### Dataset records

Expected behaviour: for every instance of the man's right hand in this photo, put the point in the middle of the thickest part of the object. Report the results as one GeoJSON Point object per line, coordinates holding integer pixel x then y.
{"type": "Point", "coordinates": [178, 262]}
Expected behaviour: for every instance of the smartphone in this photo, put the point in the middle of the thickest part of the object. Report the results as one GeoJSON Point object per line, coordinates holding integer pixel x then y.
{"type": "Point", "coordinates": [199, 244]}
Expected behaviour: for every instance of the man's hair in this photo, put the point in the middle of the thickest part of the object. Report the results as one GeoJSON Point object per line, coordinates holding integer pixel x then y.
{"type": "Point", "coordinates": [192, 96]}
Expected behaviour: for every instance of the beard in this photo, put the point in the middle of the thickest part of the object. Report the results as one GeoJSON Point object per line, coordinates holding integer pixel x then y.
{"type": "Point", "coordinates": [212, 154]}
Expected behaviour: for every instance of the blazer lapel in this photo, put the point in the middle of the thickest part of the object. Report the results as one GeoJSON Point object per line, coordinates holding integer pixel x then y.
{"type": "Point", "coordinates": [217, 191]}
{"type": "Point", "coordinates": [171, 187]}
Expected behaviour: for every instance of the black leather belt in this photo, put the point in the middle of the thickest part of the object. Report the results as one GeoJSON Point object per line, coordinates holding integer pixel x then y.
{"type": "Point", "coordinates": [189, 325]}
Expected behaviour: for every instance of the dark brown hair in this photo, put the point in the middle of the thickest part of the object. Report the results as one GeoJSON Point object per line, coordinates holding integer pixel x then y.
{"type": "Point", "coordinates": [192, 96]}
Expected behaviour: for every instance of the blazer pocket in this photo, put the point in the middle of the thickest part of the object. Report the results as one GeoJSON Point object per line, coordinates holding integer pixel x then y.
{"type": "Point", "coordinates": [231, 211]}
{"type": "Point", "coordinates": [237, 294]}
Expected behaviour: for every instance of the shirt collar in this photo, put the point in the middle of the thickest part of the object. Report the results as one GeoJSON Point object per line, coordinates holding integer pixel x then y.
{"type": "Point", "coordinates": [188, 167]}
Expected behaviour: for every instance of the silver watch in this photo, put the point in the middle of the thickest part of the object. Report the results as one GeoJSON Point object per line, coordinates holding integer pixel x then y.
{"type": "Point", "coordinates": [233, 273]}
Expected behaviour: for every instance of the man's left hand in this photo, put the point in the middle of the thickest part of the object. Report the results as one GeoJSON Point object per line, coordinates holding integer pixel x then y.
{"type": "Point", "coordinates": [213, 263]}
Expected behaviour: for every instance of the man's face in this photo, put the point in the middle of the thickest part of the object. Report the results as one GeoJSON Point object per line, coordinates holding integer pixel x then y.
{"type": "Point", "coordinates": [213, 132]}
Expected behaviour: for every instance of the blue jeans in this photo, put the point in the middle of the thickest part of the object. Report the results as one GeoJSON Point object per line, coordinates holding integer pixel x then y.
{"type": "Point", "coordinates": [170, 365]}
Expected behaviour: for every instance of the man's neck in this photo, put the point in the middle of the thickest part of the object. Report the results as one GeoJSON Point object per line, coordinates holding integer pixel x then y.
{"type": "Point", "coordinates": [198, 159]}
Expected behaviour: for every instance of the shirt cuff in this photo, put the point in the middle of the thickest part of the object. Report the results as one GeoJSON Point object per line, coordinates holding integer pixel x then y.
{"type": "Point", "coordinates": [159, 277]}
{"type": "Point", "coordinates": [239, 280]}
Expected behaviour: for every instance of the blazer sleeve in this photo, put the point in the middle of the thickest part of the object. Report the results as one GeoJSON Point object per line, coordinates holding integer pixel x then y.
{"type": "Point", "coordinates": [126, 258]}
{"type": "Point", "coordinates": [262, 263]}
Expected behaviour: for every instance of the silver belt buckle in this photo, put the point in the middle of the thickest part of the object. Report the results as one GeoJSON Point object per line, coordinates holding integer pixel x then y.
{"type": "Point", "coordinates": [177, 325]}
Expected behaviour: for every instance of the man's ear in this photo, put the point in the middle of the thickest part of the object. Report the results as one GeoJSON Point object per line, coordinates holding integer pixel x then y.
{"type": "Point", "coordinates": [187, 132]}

######

Return every line of the material exactly.

▶ Written answer
Expected behaviour: for every instance of the man's right hand in this photo, put the point in the middle of the thickest part of the object. Report the results as one GeoJSON Point object per line, coordinates holding integer pixel x then y.
{"type": "Point", "coordinates": [178, 262]}
Expected behaviour: for every instance of the smartphone in this photo, put the point in the middle of the thickest part of the object. Report the results as one GeoJSON Point object per line, coordinates holding integer pixel x then y.
{"type": "Point", "coordinates": [199, 244]}
Expected behaviour: for every instance of the man's hair in this photo, put the point in the middle of the thickest part of the object. Report the results as one GeoJSON Point object per line, coordinates holding integer pixel x then y.
{"type": "Point", "coordinates": [192, 96]}
Expected behaviour: for every instance of the beard in this photo, put the point in the middle of the thickest part of the object. Report the results as one GeoJSON Point object per line, coordinates holding integer pixel x then y.
{"type": "Point", "coordinates": [212, 154]}
Expected behaviour: for every instance of the blazer lapel in this photo, put the point in the middle of the thickest part of the object. Report the results as one GeoJSON Point object per line, coordinates holding integer pixel x then y.
{"type": "Point", "coordinates": [217, 191]}
{"type": "Point", "coordinates": [171, 187]}
Expected behaviour: for every instance of the black leather belt in this photo, put the point in the middle of the thickest part of the object. Report the results as one GeoJSON Point object per line, coordinates holding integer pixel x then y.
{"type": "Point", "coordinates": [189, 325]}
Expected behaviour: for every instance of the dark brown hair in this photo, put the point in the middle of the thickest part of the object. Report the results as one GeoJSON Point object per line, coordinates holding integer pixel x then y.
{"type": "Point", "coordinates": [192, 96]}
Expected behaviour: for every instance of the blazer pocket in this photo, put the point in the middle of the thickest part of the object. Report the results as one GeoJSON Point object per line, coordinates holding integer pixel x then y.
{"type": "Point", "coordinates": [231, 211]}
{"type": "Point", "coordinates": [237, 294]}
Expected behaviour: for every instance of the shirt collar in this photo, put the point in the middle of the thickest part of the object. Report the results as one GeoJSON Point object per line, coordinates holding integer pixel x then y.
{"type": "Point", "coordinates": [188, 167]}
Expected behaviour: for every instance of the silver watch in this photo, put the point in the middle of the thickest part of the object. Report the results as one GeoJSON Point object per line, coordinates holding integer pixel x then y.
{"type": "Point", "coordinates": [233, 273]}
Expected behaviour: for every instance of the man's left hand in this photo, put the point in the middle of the thickest part of the object. Report the results as one GeoJSON Point object per line, coordinates holding integer pixel x then y.
{"type": "Point", "coordinates": [213, 263]}
Expected behaviour: for every instance of the man's face in this photo, put the point in the middle of the thickest part of the object. Report the results as one GeoJSON Point object per line, coordinates holding integer pixel x then y.
{"type": "Point", "coordinates": [213, 132]}
Expected behaviour: for every instance of the blue jeans in this photo, put the point in the middle of the thickest part of the object. Report the results as one GeoJSON Point object per line, coordinates holding integer pixel x then y.
{"type": "Point", "coordinates": [170, 365]}
Expected behaviour: for every instance of the man's neck in this photo, put the point in the middle of the thickest part of the object. Report the results as one GeoJSON Point object per line, coordinates holding integer pixel x then y.
{"type": "Point", "coordinates": [198, 159]}
Expected behaviour: for every instance of the shirt cuff in this photo, put the point in the middle of the thickest part of the object. Report the results as one GeoJSON Point object per line, coordinates holding integer pixel x then y.
{"type": "Point", "coordinates": [159, 277]}
{"type": "Point", "coordinates": [239, 280]}
Expected behaviour: for every instance of the blazer sleeve in this photo, put the point in the middle of the thickest part of the object. Report the results as one GeoJSON Point object per line, coordinates holding integer pixel x then y.
{"type": "Point", "coordinates": [126, 258]}
{"type": "Point", "coordinates": [262, 263]}
Expected behaviour: for every instance of the silver belt buckle in this photo, put the point in the middle of the thickest part of the object. Report the results as one GeoJSON Point object per line, coordinates holding integer pixel x then y.
{"type": "Point", "coordinates": [177, 325]}
Expected behaviour: for every instance of the man's ear in this photo, put the point in the middle of the thickest part of the object. Report the results as one GeoJSON Point object per line, coordinates holding integer pixel x then y.
{"type": "Point", "coordinates": [187, 132]}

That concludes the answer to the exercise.